→ **Work to complete**:
Please repeat exactly the lines below from the one containing "Task: indicate the green glow" down to the one containing "Task: indicate the water", both included, and nothing else.

→ **Extracted material**:
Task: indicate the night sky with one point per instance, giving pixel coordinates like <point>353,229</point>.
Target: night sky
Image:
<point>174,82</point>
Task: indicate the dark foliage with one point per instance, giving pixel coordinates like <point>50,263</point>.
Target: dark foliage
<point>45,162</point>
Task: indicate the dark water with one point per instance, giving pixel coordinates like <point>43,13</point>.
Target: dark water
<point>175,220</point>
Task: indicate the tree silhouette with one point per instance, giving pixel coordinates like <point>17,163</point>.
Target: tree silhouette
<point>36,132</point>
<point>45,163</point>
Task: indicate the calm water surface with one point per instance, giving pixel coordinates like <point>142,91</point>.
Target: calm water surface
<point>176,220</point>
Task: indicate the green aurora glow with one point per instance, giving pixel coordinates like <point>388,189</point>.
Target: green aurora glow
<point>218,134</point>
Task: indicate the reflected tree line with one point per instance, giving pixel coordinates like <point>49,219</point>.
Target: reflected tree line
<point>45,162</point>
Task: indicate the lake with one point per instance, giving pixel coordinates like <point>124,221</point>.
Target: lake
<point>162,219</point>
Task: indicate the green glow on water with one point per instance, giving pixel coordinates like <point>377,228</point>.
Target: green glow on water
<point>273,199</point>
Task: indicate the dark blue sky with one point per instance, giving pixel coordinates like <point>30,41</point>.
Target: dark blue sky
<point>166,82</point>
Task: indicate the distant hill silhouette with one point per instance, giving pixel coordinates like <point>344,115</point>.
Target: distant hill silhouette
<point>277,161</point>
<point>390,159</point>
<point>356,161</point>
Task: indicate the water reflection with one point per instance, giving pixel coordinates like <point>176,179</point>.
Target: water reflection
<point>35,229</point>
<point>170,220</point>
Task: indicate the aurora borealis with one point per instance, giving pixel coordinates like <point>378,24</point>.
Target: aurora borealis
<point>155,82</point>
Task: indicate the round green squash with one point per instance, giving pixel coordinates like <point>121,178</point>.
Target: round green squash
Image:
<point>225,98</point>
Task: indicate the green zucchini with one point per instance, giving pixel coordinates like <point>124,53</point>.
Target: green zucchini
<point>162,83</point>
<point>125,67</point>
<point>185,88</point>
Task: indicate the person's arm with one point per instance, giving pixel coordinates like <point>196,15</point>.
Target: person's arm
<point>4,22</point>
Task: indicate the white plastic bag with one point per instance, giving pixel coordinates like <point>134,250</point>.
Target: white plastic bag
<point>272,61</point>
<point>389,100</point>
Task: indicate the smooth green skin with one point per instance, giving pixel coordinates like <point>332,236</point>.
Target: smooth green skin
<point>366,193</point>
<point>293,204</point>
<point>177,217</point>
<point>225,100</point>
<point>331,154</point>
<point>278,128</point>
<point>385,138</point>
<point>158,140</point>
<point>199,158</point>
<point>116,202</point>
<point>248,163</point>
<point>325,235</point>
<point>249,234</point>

→ **Expected output**:
Task: indicate the green glow on water with one point per instance, giving pixel coordinates like <point>377,228</point>.
Target: green glow on water
<point>273,199</point>
Task: indicate the dark blue sky with one point per instance, giving pixel coordinates like <point>30,41</point>.
Target: dark blue sky
<point>166,82</point>
Task: indicate the distant hill silhouette with one point per instance, giving pixel coordinates like <point>344,115</point>.
Target: distant hill silhouette
<point>277,161</point>
<point>390,159</point>
<point>356,161</point>
Task: indicate the water reflection with one point per instance, giving pixel coordinates like <point>176,179</point>.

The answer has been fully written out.